(Records from a data source)
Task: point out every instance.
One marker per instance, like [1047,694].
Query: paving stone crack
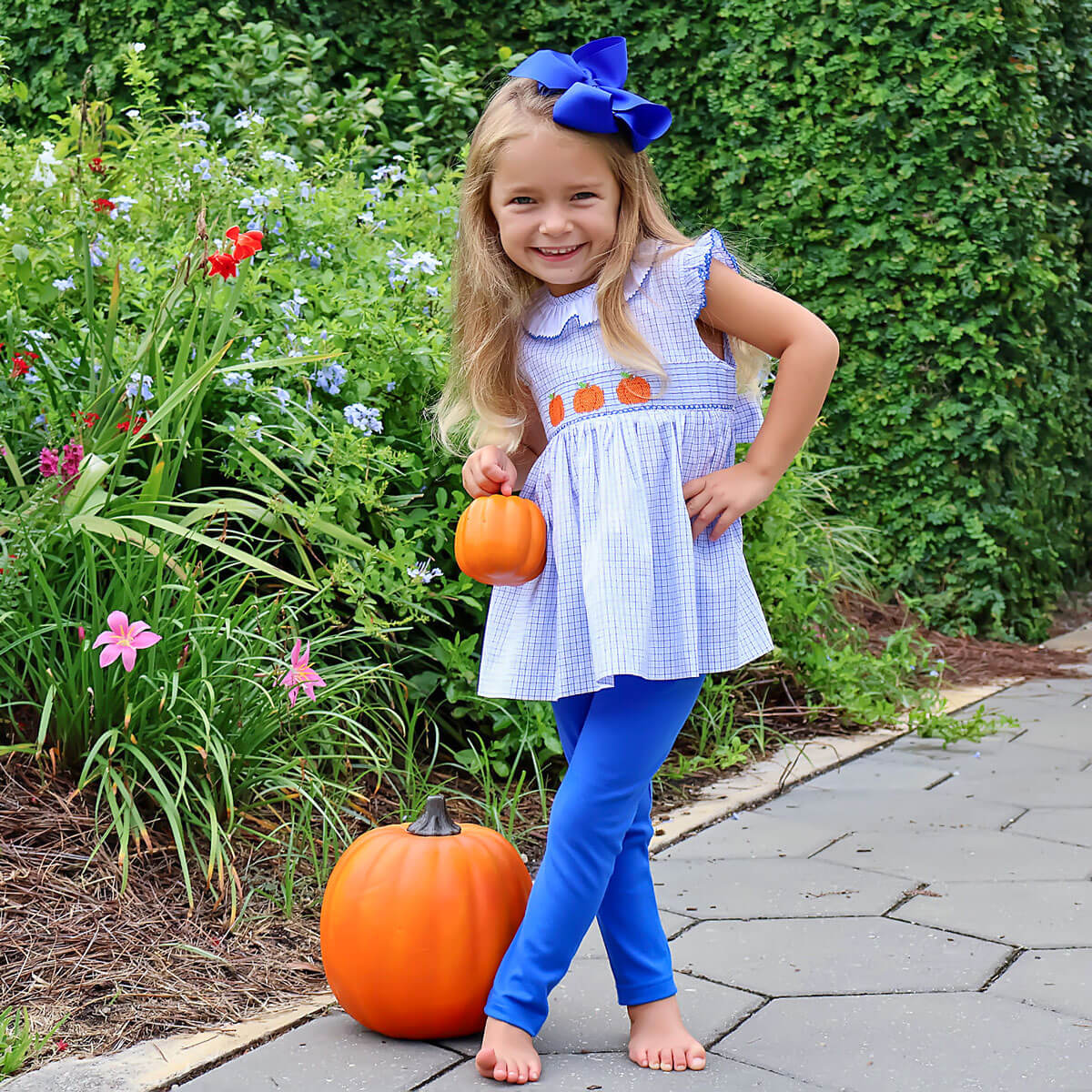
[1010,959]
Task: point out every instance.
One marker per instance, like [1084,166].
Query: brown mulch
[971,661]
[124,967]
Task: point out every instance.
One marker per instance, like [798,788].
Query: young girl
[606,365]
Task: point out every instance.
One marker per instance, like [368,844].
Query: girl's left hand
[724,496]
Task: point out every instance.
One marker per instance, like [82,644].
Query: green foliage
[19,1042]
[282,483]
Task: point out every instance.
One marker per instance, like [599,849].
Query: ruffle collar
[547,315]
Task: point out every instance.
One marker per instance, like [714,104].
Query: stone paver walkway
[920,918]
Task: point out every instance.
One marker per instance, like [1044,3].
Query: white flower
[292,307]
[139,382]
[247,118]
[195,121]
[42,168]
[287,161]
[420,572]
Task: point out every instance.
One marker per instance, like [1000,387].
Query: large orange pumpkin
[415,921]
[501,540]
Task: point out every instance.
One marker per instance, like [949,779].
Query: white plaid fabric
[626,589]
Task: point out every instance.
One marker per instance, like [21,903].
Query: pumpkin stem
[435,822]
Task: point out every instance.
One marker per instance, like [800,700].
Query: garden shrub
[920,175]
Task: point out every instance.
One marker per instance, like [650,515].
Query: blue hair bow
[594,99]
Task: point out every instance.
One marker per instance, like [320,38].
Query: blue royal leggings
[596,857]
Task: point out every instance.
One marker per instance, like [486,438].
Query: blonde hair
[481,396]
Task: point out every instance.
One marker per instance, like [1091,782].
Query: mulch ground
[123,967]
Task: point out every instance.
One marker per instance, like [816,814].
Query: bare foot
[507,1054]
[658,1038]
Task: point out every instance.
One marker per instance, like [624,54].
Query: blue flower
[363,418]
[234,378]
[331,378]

Instructions for the task - Reproduce exactly the lines from the one with "Query: blonde hair" through the last line of the entries, keeping both of those lines and nothing else.

Result of the task -
Query: blonde hair
[481,396]
Task: point out every instance.
One marker per instance, like [1091,782].
Query: mulch ground
[123,967]
Task: point out every instance.
One marker per instance, like [816,814].
Query: bare foot
[507,1054]
[658,1038]
Task: point out every instance.
One marker per instance, like [624,54].
Query: blue flower
[363,418]
[234,378]
[331,378]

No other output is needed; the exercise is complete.